● Rows from a pointing dataset:
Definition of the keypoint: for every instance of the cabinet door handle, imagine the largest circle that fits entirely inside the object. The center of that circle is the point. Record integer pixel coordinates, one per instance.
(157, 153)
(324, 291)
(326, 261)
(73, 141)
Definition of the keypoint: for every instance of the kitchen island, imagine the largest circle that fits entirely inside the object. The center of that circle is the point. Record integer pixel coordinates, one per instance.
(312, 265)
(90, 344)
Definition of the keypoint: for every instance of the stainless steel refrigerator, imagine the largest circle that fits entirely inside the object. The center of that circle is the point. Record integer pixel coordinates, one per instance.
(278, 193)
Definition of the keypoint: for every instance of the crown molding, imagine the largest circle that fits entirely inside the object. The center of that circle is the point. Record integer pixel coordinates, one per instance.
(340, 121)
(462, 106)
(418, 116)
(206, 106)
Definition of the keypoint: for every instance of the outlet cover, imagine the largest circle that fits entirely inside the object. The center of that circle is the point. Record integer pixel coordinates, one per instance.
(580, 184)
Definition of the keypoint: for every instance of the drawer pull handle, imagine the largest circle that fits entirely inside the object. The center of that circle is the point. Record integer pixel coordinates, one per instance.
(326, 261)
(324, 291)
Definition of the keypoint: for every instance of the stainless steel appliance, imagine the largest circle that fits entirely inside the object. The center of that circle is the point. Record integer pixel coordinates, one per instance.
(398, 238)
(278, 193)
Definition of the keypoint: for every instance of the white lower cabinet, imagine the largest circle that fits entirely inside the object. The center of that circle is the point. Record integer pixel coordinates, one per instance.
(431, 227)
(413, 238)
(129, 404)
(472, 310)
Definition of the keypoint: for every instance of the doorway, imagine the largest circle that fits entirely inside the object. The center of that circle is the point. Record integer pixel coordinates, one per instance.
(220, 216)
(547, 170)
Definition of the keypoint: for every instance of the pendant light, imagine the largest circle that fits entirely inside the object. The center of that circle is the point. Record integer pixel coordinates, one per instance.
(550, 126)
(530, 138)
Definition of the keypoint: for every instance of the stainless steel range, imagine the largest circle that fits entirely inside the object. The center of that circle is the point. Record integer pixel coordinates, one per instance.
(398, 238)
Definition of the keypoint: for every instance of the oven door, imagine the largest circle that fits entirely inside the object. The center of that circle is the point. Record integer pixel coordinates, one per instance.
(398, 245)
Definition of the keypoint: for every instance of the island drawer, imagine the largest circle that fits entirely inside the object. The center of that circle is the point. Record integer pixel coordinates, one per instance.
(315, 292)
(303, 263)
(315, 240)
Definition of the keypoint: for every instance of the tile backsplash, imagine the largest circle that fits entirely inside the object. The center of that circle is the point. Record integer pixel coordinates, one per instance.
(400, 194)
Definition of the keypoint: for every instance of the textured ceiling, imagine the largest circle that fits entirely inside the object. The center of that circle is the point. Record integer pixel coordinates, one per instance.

● Task directions: Nothing should be changed: write out all of the data as is.

● Written response:
Definition of the keypoint: for every instance of the cabinet door handle, imagine the largest circle that fits entirely inside the object. The center of that circle is the point. Record integer pixel coordinates, one per instance.
(157, 153)
(324, 291)
(326, 261)
(73, 141)
Definition of the keypoint: for every instance of the kitchen island, imagine the largest circle that fits entirely inside the object. The center of that circle is the point. Record integer pixel coordinates, one per instance.
(312, 265)
(90, 344)
Definition of the keypoint: for every instance of the stainless steel refrigerator, imagine the largest circle that fits entirely inside the object. The center of that circle is the point. Record integer pixel coordinates, one per instance.
(278, 193)
Definition of the keypoint: for every instance of the crown molding, imagine the largest circle that fits entirely inside the object. The center of that circle is the point. Record integer pixel coordinates, one per instance.
(340, 121)
(462, 106)
(418, 116)
(206, 106)
Definition of the keypoint: for every instance of the outlet cover, imagine the largest circle that fits entirely inside the object. The center of that circle is the point. Record integer pixel coordinates, one per instance.
(580, 184)
Definition of the keypoint: for every instance of the drawer pull handle, imagine the largest circle that fits entirely inside the object. The center of that circle is the point. Record integer pixel coordinates, one per instance.
(326, 261)
(324, 291)
Definition of the keypoint: for every instance of the stainless steel appliance, imagine the largest circle that fits entirely inside the object. The center of that circle is the point. Record integer pixel coordinates, one per instance.
(398, 238)
(278, 193)
Definition of the keypoint: for every instance of the white lower cabinet, imagine the largest circle that fits entirely inside the object. The center of that circle is the point. Record integer pixel coordinates, one per instance.
(431, 227)
(413, 238)
(129, 404)
(472, 310)
Definition of the keypoint: for every instance of the doorway, imagine the largest circle that fits entirely inside the object. The center of that circle is the point. Record integer pixel coordinates, one per instance.
(220, 216)
(547, 170)
Definition of the keypoint: for every instance of the pendant light, imagine the largest circle that fits entirely inside the object. The center of that circle is the point. Record integer pixel coordinates, one per instance.
(550, 126)
(530, 138)
Definition of the keypoint: for every instance of the stainless steel range, imagine the largest circle that fits entirely inside the object. The center of that circle is the point. Record integer pixel coordinates, one per instance.
(398, 238)
Definition of the keypoint: for every instance of the oven door, imagine the largest circle that fits entirely inside the object. The center of that circle is the point. Record integer pixel coordinates, one per instance.
(398, 245)
Definition of the keypoint: for every instance of the island drawer, imagine the largest circle that fits entirely inside the object. The center of that circle is the point. Record integer pixel coordinates, one per instance.
(315, 292)
(303, 263)
(315, 240)
Definition of the keypoint: for every instance of the tile backsplash, imagine the largest circle that fits entirely inside the object. The center of that circle is the point. Record integer pixel coordinates, one per instance.
(400, 194)
Definition of the keypoint: for every instance of the textured ceiling, imagine the largest circle that fits entirely inside the object. The center of that circle is the point. Record integer pixel coordinates, one per instance.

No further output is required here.